■ What you are asked to do: Return each line of the entries that mentions the word "grass".

[Stored data entries]
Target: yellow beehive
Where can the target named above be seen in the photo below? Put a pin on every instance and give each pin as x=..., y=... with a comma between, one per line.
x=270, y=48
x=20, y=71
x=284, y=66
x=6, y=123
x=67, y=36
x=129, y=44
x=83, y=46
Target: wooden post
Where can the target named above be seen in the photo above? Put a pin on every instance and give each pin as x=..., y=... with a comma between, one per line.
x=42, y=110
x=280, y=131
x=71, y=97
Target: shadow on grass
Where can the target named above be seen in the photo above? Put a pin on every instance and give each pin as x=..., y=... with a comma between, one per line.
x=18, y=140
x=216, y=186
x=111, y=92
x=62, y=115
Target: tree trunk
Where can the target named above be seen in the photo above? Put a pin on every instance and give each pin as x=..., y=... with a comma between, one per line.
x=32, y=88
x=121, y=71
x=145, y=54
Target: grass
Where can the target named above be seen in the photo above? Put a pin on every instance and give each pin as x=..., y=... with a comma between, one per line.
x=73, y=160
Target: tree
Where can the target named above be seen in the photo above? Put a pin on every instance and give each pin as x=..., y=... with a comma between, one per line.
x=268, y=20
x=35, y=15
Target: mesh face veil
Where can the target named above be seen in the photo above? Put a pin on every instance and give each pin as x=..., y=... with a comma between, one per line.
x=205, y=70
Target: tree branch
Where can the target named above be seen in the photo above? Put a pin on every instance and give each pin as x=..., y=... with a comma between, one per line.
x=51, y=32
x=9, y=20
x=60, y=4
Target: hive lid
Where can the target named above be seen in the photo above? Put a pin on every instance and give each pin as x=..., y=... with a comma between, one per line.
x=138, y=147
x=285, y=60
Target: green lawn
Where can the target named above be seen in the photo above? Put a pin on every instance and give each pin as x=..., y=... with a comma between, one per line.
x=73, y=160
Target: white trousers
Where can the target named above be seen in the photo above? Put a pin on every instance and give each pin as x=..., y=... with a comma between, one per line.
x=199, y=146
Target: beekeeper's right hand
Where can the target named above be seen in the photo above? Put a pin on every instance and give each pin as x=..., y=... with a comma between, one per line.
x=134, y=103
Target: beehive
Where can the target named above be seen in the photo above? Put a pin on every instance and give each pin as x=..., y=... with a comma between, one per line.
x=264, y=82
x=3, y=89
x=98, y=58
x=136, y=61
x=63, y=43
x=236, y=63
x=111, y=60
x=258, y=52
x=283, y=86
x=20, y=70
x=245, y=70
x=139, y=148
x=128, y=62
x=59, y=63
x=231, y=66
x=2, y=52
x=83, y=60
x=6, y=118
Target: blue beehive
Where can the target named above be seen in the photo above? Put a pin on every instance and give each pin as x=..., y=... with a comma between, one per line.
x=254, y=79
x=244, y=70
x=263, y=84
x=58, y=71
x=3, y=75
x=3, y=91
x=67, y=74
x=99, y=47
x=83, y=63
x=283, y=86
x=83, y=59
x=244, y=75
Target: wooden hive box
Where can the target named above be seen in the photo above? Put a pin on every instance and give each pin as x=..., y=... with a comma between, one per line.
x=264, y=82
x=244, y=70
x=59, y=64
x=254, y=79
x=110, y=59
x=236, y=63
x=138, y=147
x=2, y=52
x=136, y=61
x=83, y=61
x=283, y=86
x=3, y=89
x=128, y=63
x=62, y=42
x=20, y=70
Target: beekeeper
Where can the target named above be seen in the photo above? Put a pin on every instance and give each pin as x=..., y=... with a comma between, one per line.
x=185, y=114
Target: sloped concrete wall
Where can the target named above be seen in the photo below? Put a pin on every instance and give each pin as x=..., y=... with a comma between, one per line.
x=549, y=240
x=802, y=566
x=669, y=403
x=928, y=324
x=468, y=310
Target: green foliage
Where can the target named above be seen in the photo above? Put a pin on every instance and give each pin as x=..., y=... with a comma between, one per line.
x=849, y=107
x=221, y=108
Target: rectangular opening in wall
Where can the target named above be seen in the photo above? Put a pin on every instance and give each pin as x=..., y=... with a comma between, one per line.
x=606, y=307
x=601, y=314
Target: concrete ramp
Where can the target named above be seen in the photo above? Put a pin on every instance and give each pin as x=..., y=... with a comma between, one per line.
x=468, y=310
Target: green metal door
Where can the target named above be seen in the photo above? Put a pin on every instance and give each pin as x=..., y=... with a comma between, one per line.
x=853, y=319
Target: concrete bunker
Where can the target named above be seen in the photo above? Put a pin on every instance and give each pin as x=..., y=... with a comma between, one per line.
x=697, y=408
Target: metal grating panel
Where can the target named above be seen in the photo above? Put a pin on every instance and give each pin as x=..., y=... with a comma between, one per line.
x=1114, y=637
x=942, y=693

■ Answer to the problem:
Target: shadow on grass
Target: grass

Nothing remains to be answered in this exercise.